■ Directions for this task ■
Copy every line of the listing below that contains the string "text".

————

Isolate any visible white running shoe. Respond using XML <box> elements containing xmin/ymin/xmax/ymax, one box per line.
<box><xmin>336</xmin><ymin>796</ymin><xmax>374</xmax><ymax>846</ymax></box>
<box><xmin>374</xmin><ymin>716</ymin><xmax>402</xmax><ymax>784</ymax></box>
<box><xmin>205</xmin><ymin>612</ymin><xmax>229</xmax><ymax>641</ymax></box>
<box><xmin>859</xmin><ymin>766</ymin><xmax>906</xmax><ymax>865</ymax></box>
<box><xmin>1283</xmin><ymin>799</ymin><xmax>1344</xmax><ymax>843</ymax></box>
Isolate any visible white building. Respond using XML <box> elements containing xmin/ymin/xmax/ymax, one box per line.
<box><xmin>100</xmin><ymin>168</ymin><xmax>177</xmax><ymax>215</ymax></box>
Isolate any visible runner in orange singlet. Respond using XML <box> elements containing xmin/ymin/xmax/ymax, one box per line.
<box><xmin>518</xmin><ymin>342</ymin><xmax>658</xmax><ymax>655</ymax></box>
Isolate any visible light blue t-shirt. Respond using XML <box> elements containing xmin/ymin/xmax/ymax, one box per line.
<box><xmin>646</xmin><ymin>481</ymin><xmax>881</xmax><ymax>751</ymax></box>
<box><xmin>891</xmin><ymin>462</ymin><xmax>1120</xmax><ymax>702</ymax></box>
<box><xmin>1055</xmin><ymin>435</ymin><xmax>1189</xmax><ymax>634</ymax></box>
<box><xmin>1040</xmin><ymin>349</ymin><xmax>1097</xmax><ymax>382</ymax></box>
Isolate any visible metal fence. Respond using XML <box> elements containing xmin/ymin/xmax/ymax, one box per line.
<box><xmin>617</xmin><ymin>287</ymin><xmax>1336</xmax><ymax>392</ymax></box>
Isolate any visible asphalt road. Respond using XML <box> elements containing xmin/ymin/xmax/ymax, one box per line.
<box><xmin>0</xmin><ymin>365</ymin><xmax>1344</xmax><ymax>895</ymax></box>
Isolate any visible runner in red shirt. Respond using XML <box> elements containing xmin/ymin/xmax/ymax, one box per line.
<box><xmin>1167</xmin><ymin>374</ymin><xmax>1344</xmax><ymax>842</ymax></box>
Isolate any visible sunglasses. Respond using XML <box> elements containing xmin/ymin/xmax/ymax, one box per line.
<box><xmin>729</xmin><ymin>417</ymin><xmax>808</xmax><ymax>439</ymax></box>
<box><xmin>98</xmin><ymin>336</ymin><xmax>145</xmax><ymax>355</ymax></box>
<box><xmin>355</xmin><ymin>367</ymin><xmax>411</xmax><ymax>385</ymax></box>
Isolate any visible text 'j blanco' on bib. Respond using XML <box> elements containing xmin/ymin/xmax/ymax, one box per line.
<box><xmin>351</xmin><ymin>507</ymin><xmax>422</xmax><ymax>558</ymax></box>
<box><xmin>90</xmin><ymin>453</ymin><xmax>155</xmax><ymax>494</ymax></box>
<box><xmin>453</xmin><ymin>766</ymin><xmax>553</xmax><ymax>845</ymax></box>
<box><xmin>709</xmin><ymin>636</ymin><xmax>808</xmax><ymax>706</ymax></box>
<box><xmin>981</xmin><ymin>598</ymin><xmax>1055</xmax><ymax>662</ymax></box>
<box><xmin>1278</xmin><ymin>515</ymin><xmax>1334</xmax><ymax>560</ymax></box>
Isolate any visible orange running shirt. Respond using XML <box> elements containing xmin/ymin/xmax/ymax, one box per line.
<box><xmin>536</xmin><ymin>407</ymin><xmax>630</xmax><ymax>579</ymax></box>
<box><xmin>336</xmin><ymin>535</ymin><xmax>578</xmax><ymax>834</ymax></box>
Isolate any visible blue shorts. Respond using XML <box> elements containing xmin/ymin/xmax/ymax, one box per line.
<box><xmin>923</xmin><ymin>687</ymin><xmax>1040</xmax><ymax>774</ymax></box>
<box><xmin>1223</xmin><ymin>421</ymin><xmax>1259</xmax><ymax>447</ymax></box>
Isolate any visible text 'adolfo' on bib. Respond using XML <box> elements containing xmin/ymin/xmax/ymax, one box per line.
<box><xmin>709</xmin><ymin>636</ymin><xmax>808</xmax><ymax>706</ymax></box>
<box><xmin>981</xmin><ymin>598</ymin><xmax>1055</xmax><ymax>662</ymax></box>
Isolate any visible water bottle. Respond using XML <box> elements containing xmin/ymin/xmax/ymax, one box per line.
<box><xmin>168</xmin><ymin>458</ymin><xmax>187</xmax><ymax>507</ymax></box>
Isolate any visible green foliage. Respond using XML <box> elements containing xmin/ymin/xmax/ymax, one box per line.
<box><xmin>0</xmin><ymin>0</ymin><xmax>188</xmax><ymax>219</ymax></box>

————

■ The result ■
Isolate any visible text 'j blanco' on bib. Respond using XML <box> elements containing xmin/ymin/xmax/ymax, one box per line.
Isolate any visible text 'adolfo' on bib. Respond using XML <box> elements containing xmin/ymin/xmax/ymax, one box per line.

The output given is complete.